**** Input

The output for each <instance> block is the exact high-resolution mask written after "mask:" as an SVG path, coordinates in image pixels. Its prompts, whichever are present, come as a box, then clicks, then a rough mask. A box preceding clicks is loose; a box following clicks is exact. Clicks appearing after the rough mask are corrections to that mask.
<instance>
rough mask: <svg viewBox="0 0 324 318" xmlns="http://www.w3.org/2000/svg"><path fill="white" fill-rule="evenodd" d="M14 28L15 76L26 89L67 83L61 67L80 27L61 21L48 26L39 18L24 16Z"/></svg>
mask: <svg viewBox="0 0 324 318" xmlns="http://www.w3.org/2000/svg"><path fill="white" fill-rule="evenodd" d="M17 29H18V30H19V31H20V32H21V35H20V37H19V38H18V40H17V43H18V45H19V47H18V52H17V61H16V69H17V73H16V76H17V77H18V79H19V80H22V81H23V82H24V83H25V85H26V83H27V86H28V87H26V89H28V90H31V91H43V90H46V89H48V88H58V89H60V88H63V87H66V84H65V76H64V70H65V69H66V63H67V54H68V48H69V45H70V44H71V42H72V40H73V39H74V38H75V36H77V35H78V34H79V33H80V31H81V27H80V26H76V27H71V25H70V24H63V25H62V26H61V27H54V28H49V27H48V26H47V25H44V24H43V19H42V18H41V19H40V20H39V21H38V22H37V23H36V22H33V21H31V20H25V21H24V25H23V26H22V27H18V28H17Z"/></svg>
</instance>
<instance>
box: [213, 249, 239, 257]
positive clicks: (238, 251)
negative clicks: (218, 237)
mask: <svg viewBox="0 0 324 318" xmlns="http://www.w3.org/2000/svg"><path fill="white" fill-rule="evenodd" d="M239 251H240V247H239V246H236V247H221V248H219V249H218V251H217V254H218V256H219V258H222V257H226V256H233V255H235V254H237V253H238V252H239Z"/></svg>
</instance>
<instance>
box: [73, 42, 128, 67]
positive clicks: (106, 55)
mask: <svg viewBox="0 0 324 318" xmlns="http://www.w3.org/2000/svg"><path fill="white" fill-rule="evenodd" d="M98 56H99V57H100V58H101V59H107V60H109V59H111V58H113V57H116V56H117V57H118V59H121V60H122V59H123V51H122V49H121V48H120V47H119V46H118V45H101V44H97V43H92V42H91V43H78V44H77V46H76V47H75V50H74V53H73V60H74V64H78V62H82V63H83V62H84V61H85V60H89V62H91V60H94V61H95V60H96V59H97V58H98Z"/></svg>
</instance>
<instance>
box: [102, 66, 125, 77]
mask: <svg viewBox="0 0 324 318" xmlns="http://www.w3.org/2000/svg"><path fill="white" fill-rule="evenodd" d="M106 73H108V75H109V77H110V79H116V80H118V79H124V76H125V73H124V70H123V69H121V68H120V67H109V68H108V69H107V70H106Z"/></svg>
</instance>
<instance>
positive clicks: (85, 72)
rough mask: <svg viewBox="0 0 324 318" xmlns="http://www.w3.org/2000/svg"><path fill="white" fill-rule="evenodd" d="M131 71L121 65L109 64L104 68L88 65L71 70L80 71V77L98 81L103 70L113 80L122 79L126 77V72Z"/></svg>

********

Return each line of the data exactly as written above.

▸ **Expected answer**:
The output for each <instance> block is the exact high-resolution mask written after "mask:" as an SVG path, coordinates in image pixels. Its prompts, whichever are present, come as a box, then clicks, then a rough mask. A box preceding clicks is loose; a box following clicks is exact. Clicks appearing after the rough mask are corrections to that mask.
<instance>
rough mask: <svg viewBox="0 0 324 318" xmlns="http://www.w3.org/2000/svg"><path fill="white" fill-rule="evenodd" d="M14 28L15 76L26 89L67 83L61 67L80 27L61 21L48 26L39 18L24 16Z"/></svg>
mask: <svg viewBox="0 0 324 318" xmlns="http://www.w3.org/2000/svg"><path fill="white" fill-rule="evenodd" d="M17 29H18V30H19V31H20V32H21V35H20V37H19V38H18V40H17V43H18V45H19V47H18V52H17V61H16V69H17V73H16V76H17V77H18V79H19V80H22V81H23V82H24V83H25V85H26V83H27V86H28V87H26V89H28V90H31V91H43V90H46V89H48V88H58V89H60V88H63V87H66V84H65V76H64V70H65V69H66V63H67V54H68V48H69V45H70V44H71V42H72V40H73V39H74V38H75V36H77V35H78V34H79V33H80V31H81V27H80V26H76V27H71V25H70V24H63V25H62V26H61V27H54V28H49V27H48V26H47V25H44V24H43V19H42V18H41V19H40V20H39V21H38V22H37V23H36V22H33V21H31V20H25V21H24V25H23V26H22V27H18V28H17Z"/></svg>
</instance>
<instance>
box: [213, 249, 239, 257]
positive clicks: (238, 251)
negative clicks: (218, 237)
mask: <svg viewBox="0 0 324 318" xmlns="http://www.w3.org/2000/svg"><path fill="white" fill-rule="evenodd" d="M239 251H240V247H239V246H236V247H221V248H219V249H218V251H217V254H218V256H219V258H222V257H226V256H233V255H235V254H237V253H238V252H239Z"/></svg>
</instance>
<instance>
box: [73, 42, 128, 67]
positive clicks: (106, 55)
mask: <svg viewBox="0 0 324 318" xmlns="http://www.w3.org/2000/svg"><path fill="white" fill-rule="evenodd" d="M98 56H99V57H100V58H101V59H107V60H109V59H111V58H113V57H116V56H117V57H118V59H121V60H122V59H123V51H122V49H121V48H120V47H119V46H118V45H101V44H97V43H92V42H91V43H78V44H77V46H76V47H75V50H74V53H73V60H74V64H78V62H82V63H83V62H84V61H85V60H89V62H91V60H94V61H95V60H96V59H97V58H98Z"/></svg>
</instance>
<instance>
box: [102, 66, 125, 77]
mask: <svg viewBox="0 0 324 318" xmlns="http://www.w3.org/2000/svg"><path fill="white" fill-rule="evenodd" d="M106 73H108V75H109V77H110V79H116V80H118V79H124V76H125V73H124V70H123V69H121V68H120V67H109V68H108V69H107V70H106Z"/></svg>
</instance>
<instance>
positive clicks: (85, 72)
rough mask: <svg viewBox="0 0 324 318" xmlns="http://www.w3.org/2000/svg"><path fill="white" fill-rule="evenodd" d="M131 71L121 65L109 64L104 68L88 65L71 70L80 71V77L98 81L103 70L113 80L122 79L126 77V72Z"/></svg>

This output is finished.